- **Ketentuan Soal**
Dalam berita tentang peternak ayam petelur di Trenggalek, di mana letak benang merah persoalan para peternak?

- **Teks Halaman**
TRENGGALEK – Dua organisasi perangkat daerah (OPD) angkat tangan. Mereka tak menemukan solusi untuk menyikapi persoalan yang dialami para peternak ayam petelur. Mereka berdalih permasalahan harga bukan lagi di bawah kendalinya.
Plt Kepala Dinas Peternakan (Disnak) Nurkholik, melalui Kabid Kesehatan Masyarakat Veteriner (Kesmavet) Ririn Hari Setiani mengaku, persoalan harga bukan terjadi cuma untuk komoditas telur, tapi juga komoditas pertanian. Misalnya, ketika harga jual bawang merang turun, pemerintah tidak bisa mengupayakan agar harga itu normal lagi. “Kondisi itu lebih pada pelaku pasar, kita tak bisa mengendalikannya. Direktoratnya pun tidak ada untuk pengendalian harga,” ungkapnya.
Benang merah persoalan peternak, kata dia, berada pada biaya operasional. Sejauh ini, peternak yang berkecimpung di sektor ayam petelur rata-rata adalah pengusaha. Biasanya, mereka sudah menjalin mitra dengan perusahaan pakan. “Mereka punya perkumpulan, kemitraan, juga punya sales untuk obat-obatan yang disediakan dari perusahaan,” ujarnya.
Sedangkan, dinas tak punya kewenangan yang menaungi pengusaha ayam petelur. “Kalau kami, cuma ayam ungaran. Bidang kami khususnya lebih ke kesehatan hewan,” imbuhnya.

- **Data yang Diberikan**
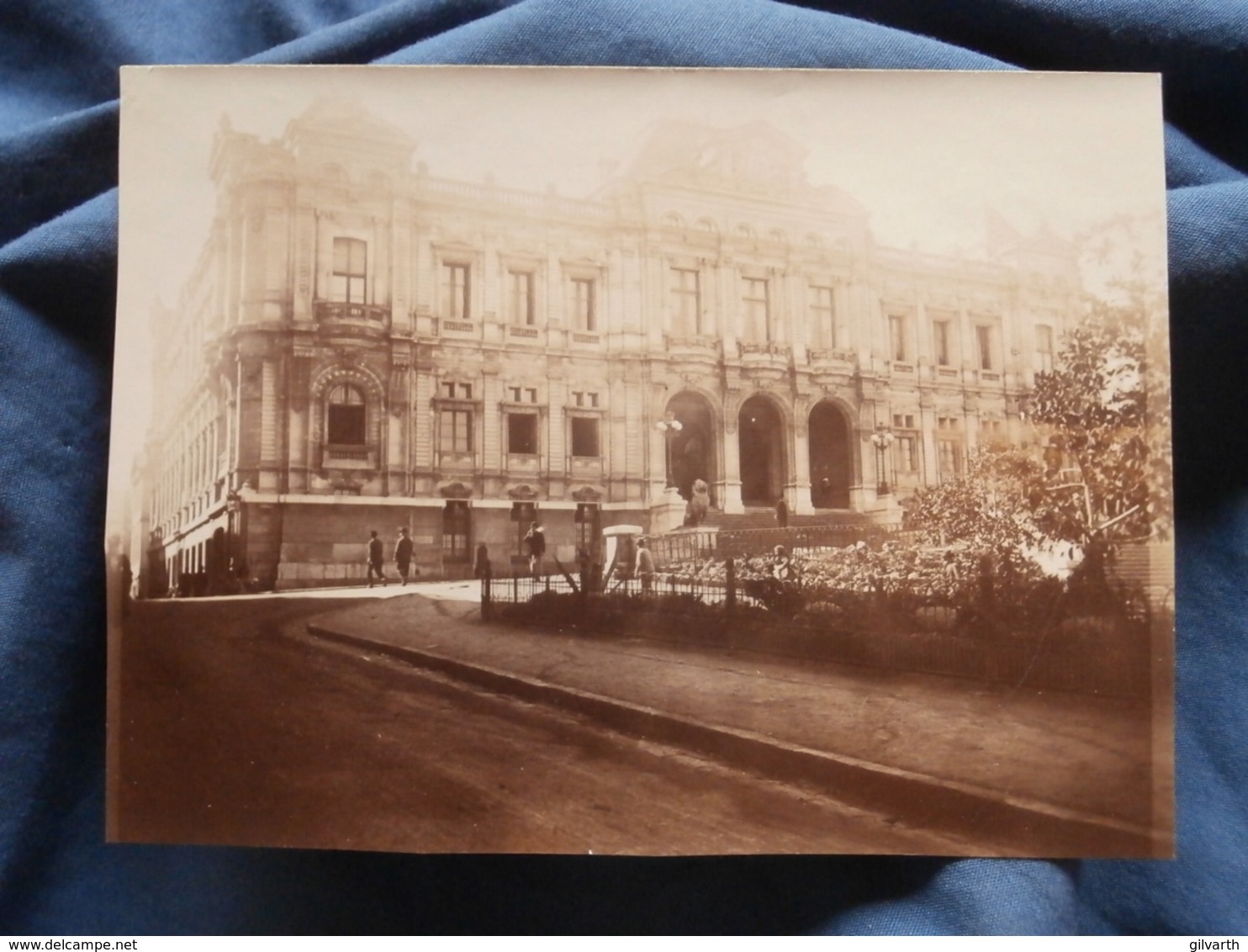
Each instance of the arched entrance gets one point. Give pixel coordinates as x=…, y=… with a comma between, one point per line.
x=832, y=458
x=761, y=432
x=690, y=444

---

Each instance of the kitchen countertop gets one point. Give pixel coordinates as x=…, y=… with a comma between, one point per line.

- **Jawaban**
Pada biaya operasional.